Task statement: Set out every line of the listing below as a Markdown table with the columns "Row" and "Entry", numbering the rows in order and leaving out blank lines.

Source records:
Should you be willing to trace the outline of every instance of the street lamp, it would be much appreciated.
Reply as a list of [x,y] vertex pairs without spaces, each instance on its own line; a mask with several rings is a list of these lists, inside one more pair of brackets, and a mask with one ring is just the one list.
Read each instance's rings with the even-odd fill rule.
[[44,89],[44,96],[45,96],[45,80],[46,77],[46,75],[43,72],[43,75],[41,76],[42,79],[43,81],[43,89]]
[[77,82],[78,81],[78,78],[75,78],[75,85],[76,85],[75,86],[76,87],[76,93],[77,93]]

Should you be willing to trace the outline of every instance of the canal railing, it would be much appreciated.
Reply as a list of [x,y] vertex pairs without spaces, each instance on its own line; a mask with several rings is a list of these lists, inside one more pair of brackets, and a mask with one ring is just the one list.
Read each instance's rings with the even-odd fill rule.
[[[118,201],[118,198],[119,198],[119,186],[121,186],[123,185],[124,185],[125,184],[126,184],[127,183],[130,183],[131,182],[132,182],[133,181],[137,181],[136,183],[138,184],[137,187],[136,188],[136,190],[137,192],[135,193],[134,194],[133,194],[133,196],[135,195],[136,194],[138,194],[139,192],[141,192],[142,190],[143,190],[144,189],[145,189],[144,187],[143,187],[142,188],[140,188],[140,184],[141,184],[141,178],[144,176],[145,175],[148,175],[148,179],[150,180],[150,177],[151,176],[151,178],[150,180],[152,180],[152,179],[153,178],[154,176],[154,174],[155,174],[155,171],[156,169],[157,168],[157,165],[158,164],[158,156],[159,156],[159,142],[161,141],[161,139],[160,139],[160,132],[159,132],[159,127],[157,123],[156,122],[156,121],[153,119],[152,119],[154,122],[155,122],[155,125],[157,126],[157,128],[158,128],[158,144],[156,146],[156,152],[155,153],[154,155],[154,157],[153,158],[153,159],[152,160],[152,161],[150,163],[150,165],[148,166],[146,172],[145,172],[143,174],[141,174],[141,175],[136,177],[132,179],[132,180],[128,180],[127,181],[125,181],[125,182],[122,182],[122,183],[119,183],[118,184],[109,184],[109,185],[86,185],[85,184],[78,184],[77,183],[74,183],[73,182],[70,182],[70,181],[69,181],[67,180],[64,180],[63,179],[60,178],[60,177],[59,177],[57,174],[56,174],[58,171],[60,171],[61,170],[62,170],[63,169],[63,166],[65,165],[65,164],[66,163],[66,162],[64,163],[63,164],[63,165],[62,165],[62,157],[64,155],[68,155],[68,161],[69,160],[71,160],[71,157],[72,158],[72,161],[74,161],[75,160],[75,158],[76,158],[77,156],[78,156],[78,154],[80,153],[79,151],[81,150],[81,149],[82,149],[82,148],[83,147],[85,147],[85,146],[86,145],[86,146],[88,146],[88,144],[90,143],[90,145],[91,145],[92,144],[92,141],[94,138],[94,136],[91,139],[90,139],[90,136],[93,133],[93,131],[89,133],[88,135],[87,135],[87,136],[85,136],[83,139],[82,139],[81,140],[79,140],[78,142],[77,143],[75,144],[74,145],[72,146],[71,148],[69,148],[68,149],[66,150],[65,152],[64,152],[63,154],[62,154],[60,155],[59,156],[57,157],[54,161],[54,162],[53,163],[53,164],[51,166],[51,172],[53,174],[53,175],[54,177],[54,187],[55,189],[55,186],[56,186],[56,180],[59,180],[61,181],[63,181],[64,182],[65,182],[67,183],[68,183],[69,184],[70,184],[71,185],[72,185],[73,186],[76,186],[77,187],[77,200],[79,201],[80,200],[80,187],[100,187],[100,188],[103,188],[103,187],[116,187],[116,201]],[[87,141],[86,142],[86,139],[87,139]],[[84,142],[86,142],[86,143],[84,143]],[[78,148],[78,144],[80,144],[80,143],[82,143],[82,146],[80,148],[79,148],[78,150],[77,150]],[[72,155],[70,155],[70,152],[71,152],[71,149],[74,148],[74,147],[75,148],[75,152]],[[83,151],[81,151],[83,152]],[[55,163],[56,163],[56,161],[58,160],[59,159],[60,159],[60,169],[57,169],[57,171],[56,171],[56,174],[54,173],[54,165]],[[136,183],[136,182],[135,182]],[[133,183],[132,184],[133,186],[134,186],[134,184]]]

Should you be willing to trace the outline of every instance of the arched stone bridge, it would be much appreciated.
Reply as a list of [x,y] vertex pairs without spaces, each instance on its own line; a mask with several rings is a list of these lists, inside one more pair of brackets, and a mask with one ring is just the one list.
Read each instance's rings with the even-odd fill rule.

Output for this exercise:
| Row | Entry |
|---|---|
| 1 | Should you be willing to trace the outline of every instance of the street lamp, it would be much appreciated. |
| 2 | Reply as a list of [x,y] vertex pairs without spaces, each instance on its own line; a mask with several rings is a list of these lists, inside one more pair of brackets, and a mask with one ring is just the one list. |
| 3 | Read each instance's rings with the even-odd fill rule. |
| 4 | [[44,89],[44,96],[45,96],[45,80],[46,77],[46,75],[43,72],[43,75],[41,76],[42,79],[43,81],[43,89]] |
| 5 | [[77,82],[78,81],[78,78],[75,78],[75,85],[76,85],[75,86],[76,87],[76,93],[77,93]] |
| 6 | Should you be willing to trace the outline of every instance of the canal railing, it would be much appreciated. |
| 7 | Reply as a list of [x,y] vertex pairs without spaces, each instance on its own line; a mask with several rings is a list of these lists, inside one more pair of brackets, and a mask with one ring is just the one list. |
| 8 | Read each instance's rings with the even-odd fill rule. |
| 9 | [[[118,201],[118,198],[119,198],[119,186],[121,186],[123,185],[124,185],[125,184],[126,184],[127,183],[130,183],[131,182],[132,182],[133,181],[137,181],[136,183],[138,184],[137,187],[136,188],[136,190],[137,192],[135,193],[134,194],[133,194],[133,196],[135,195],[136,194],[138,194],[139,192],[141,192],[142,190],[143,190],[144,189],[145,189],[144,187],[143,187],[142,188],[140,188],[140,184],[141,184],[141,178],[144,176],[145,175],[148,175],[148,179],[150,180],[150,177],[151,176],[151,178],[150,180],[152,180],[152,179],[153,178],[154,176],[154,174],[155,174],[155,171],[156,169],[157,168],[157,165],[158,164],[158,156],[159,156],[159,142],[161,141],[161,139],[160,139],[160,132],[159,132],[159,127],[157,123],[156,122],[156,121],[153,119],[152,119],[154,122],[155,122],[155,125],[157,126],[157,128],[158,128],[158,144],[156,146],[156,152],[155,153],[154,155],[154,157],[153,158],[153,159],[152,160],[152,161],[150,163],[150,165],[148,166],[146,172],[145,172],[143,174],[141,174],[141,175],[136,177],[132,179],[132,180],[128,180],[127,181],[125,181],[125,182],[122,182],[122,183],[119,183],[118,184],[109,184],[109,185],[86,185],[85,184],[78,184],[77,183],[74,183],[73,182],[70,182],[70,181],[69,181],[67,180],[64,180],[63,179],[60,178],[60,177],[59,177],[57,174],[56,174],[58,171],[60,171],[61,170],[62,170],[63,169],[63,166],[65,165],[65,164],[66,163],[66,162],[64,163],[63,164],[63,165],[62,165],[62,157],[64,155],[68,155],[68,161],[69,160],[71,160],[71,157],[72,158],[72,161],[74,161],[75,160],[75,158],[76,158],[77,156],[78,156],[78,154],[80,153],[79,151],[81,150],[81,149],[82,149],[82,148],[83,147],[85,147],[85,146],[86,145],[86,146],[88,146],[88,144],[90,143],[90,145],[91,145],[92,144],[92,141],[94,138],[94,136],[91,139],[90,139],[90,136],[93,133],[93,131],[89,133],[88,135],[87,135],[87,136],[85,136],[83,139],[82,139],[81,140],[79,140],[78,142],[77,143],[75,144],[74,145],[72,146],[71,148],[69,148],[68,149],[66,150],[65,152],[64,152],[63,154],[62,154],[60,155],[59,156],[57,157],[54,161],[54,162],[53,163],[53,164],[51,166],[51,172],[53,174],[53,175],[54,177],[54,187],[55,189],[55,186],[56,186],[56,180],[59,180],[61,181],[63,181],[64,182],[65,182],[67,183],[68,183],[69,184],[70,184],[71,185],[72,185],[73,186],[76,186],[77,187],[77,200],[79,201],[80,200],[80,187],[100,187],[100,188],[103,188],[103,187],[116,187],[116,201]],[[87,141],[86,142],[86,139],[87,139]],[[84,142],[86,142],[86,143],[84,143]],[[78,148],[78,144],[80,144],[80,143],[82,143],[82,146],[80,148],[79,148],[78,150],[77,150]],[[72,155],[70,155],[70,152],[71,152],[71,149],[74,148],[74,147],[75,148],[75,152]],[[83,151],[81,151],[83,152]],[[55,163],[56,163],[56,161],[58,160],[59,159],[60,159],[60,169],[57,169],[57,171],[56,171],[56,174],[54,173],[54,165]],[[136,183],[136,182],[135,182]],[[133,183],[132,184],[133,186],[134,186],[134,184]]] |
| 10 | Should you be willing to trace the outline of every instance of the arched stone bridge, it would be much appreciated. |
| 11 | Reply as a list of [x,y] vertex pairs without spaces, each instance on its own line; a mask with several rings is a list of these lists, inside one more pair of brackets, and a mask with one ring is just the one list. |
| 12 | Read each instance's rings with the even-odd fill rule. |